● To be done: Return exactly the span of lines that opens with the line containing "of the beige" and closes with the last line of the data, inclusive.

● Stored data:

━━━━━━

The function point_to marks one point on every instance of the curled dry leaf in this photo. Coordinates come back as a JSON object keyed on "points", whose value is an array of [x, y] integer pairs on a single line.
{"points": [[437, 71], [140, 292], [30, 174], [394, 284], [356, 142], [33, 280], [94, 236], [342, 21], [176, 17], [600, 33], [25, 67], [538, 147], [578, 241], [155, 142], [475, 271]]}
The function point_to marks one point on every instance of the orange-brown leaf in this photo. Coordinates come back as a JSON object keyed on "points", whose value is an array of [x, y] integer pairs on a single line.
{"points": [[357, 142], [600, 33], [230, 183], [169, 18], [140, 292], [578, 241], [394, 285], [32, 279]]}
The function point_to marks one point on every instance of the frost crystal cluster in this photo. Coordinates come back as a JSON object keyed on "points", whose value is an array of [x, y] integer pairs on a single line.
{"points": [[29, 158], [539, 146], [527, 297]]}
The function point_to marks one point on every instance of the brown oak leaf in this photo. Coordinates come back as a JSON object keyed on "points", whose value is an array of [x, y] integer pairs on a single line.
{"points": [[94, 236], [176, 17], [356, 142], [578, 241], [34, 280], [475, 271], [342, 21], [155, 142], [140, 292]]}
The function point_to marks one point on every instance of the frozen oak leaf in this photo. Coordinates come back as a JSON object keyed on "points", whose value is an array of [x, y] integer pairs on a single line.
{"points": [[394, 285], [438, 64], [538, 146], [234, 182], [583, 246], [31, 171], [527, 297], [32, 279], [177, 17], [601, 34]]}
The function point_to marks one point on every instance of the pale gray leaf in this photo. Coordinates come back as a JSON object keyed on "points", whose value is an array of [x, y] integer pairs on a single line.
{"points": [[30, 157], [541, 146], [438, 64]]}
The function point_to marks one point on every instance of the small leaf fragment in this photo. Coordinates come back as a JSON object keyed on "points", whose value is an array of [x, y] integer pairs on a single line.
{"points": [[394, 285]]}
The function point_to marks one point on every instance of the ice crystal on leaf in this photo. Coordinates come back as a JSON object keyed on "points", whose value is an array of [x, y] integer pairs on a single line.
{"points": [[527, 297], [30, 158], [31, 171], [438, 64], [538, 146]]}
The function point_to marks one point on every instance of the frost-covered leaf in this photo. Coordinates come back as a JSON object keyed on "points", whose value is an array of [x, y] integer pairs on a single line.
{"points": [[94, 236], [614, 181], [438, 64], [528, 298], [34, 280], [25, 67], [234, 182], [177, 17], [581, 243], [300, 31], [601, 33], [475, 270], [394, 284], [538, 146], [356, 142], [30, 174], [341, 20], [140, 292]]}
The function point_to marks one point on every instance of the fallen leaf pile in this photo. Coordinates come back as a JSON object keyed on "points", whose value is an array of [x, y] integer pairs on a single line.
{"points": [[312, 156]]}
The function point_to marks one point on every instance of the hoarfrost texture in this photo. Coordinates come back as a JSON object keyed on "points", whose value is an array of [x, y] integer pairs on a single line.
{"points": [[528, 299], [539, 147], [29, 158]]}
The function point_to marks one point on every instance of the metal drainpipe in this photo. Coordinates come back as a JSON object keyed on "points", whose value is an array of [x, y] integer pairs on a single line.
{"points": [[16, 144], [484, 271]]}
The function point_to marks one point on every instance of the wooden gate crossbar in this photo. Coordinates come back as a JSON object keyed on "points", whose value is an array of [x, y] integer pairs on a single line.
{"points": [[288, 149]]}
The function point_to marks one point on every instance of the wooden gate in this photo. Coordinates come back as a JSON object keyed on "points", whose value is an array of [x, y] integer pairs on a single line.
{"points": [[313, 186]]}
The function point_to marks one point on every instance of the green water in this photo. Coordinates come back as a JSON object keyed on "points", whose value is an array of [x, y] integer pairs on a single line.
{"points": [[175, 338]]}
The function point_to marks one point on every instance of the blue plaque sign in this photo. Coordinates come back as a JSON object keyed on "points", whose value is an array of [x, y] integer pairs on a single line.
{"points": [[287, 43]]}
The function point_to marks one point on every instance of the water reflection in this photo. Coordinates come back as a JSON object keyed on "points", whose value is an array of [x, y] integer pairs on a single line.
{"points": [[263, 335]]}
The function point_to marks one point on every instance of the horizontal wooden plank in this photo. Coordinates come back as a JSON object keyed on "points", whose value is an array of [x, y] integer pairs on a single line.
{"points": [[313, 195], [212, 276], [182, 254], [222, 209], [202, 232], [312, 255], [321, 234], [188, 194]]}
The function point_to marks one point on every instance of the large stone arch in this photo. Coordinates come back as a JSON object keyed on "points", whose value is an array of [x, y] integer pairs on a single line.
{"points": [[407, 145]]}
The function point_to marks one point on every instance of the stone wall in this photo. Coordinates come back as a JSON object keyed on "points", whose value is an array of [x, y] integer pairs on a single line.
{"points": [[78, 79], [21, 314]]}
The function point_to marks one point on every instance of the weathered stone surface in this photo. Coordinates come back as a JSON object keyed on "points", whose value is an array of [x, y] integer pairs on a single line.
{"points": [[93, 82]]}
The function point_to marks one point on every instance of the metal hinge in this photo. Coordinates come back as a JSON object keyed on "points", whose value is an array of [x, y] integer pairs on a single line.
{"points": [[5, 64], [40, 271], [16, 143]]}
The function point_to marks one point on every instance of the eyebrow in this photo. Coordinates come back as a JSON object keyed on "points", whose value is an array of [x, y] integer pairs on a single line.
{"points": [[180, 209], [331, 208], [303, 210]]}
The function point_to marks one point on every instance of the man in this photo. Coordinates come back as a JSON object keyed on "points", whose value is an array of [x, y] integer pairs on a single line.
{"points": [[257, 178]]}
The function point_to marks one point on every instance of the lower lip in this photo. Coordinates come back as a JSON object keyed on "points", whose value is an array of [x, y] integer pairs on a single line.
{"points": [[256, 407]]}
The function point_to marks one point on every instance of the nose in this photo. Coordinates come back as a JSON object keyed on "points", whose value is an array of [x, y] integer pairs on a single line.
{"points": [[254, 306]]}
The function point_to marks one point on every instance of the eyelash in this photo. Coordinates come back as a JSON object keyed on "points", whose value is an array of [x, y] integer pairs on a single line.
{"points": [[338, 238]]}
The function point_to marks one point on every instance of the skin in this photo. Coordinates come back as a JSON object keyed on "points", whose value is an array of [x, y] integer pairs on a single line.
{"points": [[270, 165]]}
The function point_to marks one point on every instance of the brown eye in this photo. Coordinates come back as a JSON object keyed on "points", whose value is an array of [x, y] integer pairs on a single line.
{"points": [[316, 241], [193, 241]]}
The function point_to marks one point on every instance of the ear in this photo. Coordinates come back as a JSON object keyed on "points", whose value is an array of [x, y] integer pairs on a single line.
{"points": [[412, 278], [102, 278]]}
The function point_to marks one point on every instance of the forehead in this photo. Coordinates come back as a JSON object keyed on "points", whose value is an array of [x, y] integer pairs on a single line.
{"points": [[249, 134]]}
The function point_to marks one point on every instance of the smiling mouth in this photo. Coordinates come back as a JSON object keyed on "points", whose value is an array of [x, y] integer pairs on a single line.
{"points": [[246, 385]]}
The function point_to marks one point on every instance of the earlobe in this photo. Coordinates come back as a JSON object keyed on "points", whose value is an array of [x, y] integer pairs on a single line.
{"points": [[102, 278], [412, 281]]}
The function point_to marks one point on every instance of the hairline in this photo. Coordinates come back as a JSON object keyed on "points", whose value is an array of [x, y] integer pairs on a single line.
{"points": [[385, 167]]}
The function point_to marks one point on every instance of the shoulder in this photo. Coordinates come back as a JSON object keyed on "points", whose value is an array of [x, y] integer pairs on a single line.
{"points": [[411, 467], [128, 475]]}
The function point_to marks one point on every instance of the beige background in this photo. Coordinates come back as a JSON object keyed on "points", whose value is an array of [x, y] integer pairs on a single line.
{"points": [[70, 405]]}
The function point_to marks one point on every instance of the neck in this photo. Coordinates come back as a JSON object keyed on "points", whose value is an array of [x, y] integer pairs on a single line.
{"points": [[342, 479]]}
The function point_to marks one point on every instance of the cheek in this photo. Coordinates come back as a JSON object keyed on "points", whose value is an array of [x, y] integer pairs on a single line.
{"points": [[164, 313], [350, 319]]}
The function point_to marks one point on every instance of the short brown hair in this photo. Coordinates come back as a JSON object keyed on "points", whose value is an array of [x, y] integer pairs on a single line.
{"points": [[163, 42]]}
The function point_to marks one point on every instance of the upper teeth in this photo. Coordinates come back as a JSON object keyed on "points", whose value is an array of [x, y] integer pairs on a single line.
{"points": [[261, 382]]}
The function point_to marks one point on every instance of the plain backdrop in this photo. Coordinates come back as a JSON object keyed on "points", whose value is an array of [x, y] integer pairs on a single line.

━━━━━━

● Complete output:
The function point_to marks one point on every instance of the beige background in this photo. Coordinates come back as a JSON object keyed on "points", whose value is an array of [x, y] integer pairs on a single line.
{"points": [[70, 405]]}
The function point_to marks one point on every instance of the neck in this photo. Coordinates come back as a JSON object keyed on "points", whose value is an array of [x, y] integer pairs on a single line.
{"points": [[342, 479]]}
The function point_to marks one point on every instance of the cheek in this photo. Coordinates come back as a JSON object keyed on "points", whose value is an array of [x, y] integer pairs on a single line.
{"points": [[164, 313], [350, 319]]}
The function point_to marks one point on every instance of the short brown hair in this photo. Coordinates come back as a JSON object keyed on "points", whose value is an array of [x, y] integer pairs on a single line.
{"points": [[163, 42]]}
The function point_to marks one point on every instance of the upper teeth in this photo. Coordinates come back as a JSON object keyed on "points", whose value is an array of [x, y] integer pairs on a single line.
{"points": [[261, 382]]}
The function point_to marks one point on every instance of the plain backdrop in this photo. Coordinates come back as a JSON object keyed on "points", whose value is an array of [x, y] integer pairs on a single line.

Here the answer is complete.